*** Record extracts Section Begins ***

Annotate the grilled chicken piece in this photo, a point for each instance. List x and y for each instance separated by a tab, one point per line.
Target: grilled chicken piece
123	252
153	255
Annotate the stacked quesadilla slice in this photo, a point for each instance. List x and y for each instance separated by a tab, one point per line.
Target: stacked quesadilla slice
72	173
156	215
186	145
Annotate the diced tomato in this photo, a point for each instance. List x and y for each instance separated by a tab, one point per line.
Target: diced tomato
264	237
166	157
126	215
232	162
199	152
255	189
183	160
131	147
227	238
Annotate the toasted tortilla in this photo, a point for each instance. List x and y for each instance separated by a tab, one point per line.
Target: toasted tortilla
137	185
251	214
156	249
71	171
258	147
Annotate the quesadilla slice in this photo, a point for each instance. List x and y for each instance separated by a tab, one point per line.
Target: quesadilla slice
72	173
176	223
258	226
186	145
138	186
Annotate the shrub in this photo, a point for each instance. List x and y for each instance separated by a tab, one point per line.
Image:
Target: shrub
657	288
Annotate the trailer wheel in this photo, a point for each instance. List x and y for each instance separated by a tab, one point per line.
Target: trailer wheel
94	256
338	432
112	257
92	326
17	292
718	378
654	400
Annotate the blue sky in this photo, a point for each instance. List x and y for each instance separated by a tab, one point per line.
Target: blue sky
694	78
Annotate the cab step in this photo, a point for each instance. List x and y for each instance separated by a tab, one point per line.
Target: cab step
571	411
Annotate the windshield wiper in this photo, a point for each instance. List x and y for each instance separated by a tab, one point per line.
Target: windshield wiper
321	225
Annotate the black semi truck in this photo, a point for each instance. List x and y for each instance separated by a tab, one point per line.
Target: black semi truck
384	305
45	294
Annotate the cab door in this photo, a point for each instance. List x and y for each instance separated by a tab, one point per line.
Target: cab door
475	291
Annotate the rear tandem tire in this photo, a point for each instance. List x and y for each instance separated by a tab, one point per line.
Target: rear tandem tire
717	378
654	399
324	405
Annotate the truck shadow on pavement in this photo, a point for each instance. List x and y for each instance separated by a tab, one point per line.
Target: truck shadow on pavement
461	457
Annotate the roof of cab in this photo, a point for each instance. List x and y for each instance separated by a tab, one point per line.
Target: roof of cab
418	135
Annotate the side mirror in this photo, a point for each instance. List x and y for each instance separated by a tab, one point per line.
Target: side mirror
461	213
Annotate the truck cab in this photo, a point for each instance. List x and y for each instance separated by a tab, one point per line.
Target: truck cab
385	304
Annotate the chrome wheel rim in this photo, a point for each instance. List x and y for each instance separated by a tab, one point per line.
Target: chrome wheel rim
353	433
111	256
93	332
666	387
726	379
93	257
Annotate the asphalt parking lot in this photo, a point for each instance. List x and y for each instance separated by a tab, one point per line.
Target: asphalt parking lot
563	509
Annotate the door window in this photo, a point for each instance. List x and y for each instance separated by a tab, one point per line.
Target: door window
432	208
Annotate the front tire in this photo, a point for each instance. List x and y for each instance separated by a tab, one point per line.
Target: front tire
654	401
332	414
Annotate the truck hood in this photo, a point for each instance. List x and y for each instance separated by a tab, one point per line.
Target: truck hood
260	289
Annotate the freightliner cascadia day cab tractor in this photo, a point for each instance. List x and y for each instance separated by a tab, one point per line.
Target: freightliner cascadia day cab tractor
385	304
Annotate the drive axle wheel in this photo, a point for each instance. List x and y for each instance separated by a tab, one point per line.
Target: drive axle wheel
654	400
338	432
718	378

*** Record extracts Section Ends ***

Instructions to follow >> Restate every entry exactly. Leave nothing out.

Output for this task >>
Annotate the grilled chicken piece in this photo, a point for each instance. List x and y for each instance separated by a tab, one point per line.
Target: grilled chicken piece
123	252
153	255
Annotate the stacked quesadilla slice in this photo, a point for each instance. List x and y for each instance separated by a tab, one point per line.
Target: stacked quesadilla slice
72	173
156	215
186	145
Annotate the diced tomato in this photo, a point for each instance. List x and y for each instance separated by a tab, one point per line.
Target: diced tomato
264	237
166	157
126	215
232	162
199	152
255	189
183	160
131	147
227	238
Annotate the toasted tortilla in this photo, a point for each instance. List x and y for each instance separated by a tab, one point per line.
Target: toasted tortilla
137	185
251	214
156	249
71	171
258	147
Annotate the quesadilla slice in this photo, a point for each instance. List x and y for each instance separated by a tab, one point per line.
Target: quesadilla slice
72	173
176	223
258	226
186	145
138	186
Annotate the shrub in this photo, a point for each instance. List x and y for each instance separated by a tab, one point per line.
Image:
Target: shrub
657	288
Annotate the trailer wheel in this photo, a point for each instance. List x and y for each instance separated by a tab, one point per line.
Target: trailer wheel
94	256
338	432
112	257
92	326
17	292
718	378
654	400
Annotate the blue sky in this photo, a point for each instance. List x and y for each instance separated by a tab, one point per line.
Target: blue sky
694	78
Annotate the cab step in this photo, a point for each instance. List x and y for each instance separated by a tab, one point per line.
Target: cab step
571	411
Annotate the windshield wiper in this photo, a point for each instance. List x and y for each instance separated by a tab, one point per line.
Target: windshield wiper
321	225
Annotate the black semi truck in this photo, a point for each instance. List x and y for each instance separated by a tab, one point per line.
Target: black semi truck
384	305
45	294
Annotate the cab door in this photo, a point for each instance. List x and y for each instance separated by a tab, one point per line.
Target: cab door
475	291
Annotate the rear tandem tire in this photo, a point for each instance. List x and y for each instance separated by a tab, one point per line.
Target: rear tandem tire
717	378
654	399
324	405
Annotate the truck shadow on pavement in this photo, a point for each instance. List x and y for each instance separated by a tab, one point per line.
Target: truck shadow on pavement
461	457
Annotate the roof of cab in this photo, a point for each instance. List x and y for each instance separated by a tab, one point per line.
Target: roof of cab
418	135
Annotate the side mirror in this photo, a point for each instance. List x and y for each instance separated by a tab, one point per line.
Target: side mirror
461	213
Annotate the truck cab in this photo, a point for each instance. List x and y for each instance separated by a tab, one point per line.
Target: truck cab
385	304
Annotate the chrome wheel rim in this photo, a point for each instance. List x and y for each instance separated by a tab, one point per line.
Target: chrome wheel rim
353	433
111	256
93	332
666	387
726	379
93	257
Annotate the asphalt parking lot in this photo, a point for each instance. List x and y for each instance separated by a tab, one point per line.
Target: asphalt parking lot
563	509
Annotate the door window in this photo, a point for each instance. List x and y for each instance separated by a tab, one point per line.
Target: door window
432	208
Annotate the front tire in this photo, a point for each instance. List x and y for each instance separated by a tab, one point per line.
Target: front tire
654	401
332	414
Annotate the truck hood in this photo, a point for each instance. List x and y for each instance separated by a tab, one point per line.
Target: truck hood
260	289
Annotate the freightliner cascadia day cab tractor in this photo, a point for each instance. List x and y for each instance separated by a tab, one point per line.
Target: freightliner cascadia day cab tractor
385	304
Annotate the drive axle wheel in this photo, a point for each instance. List x and y for each instance separated by a tab, one point per line.
Target: drive axle wheel
654	400
338	432
718	378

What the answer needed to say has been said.